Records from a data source
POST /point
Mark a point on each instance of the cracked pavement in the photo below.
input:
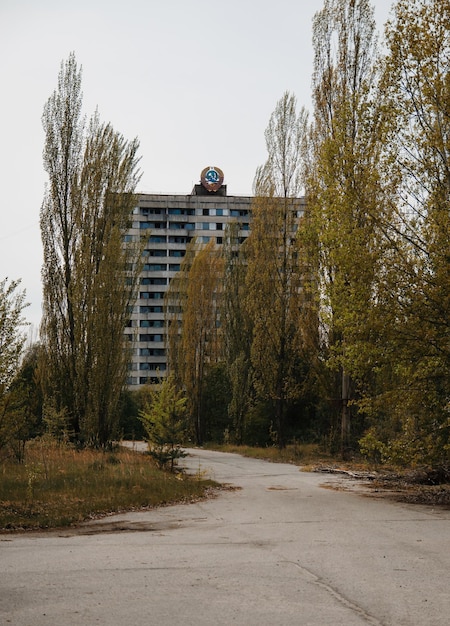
(280, 549)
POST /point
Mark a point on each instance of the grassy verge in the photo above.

Problem to work on. Exclude every picture and copy the remaining data exactly.

Problem solution.
POST /point
Mark a point on each instance of the cracked pavement in the photo below.
input:
(280, 549)
POST /point
Mark a point on each instance of the grassy verge in the photo above.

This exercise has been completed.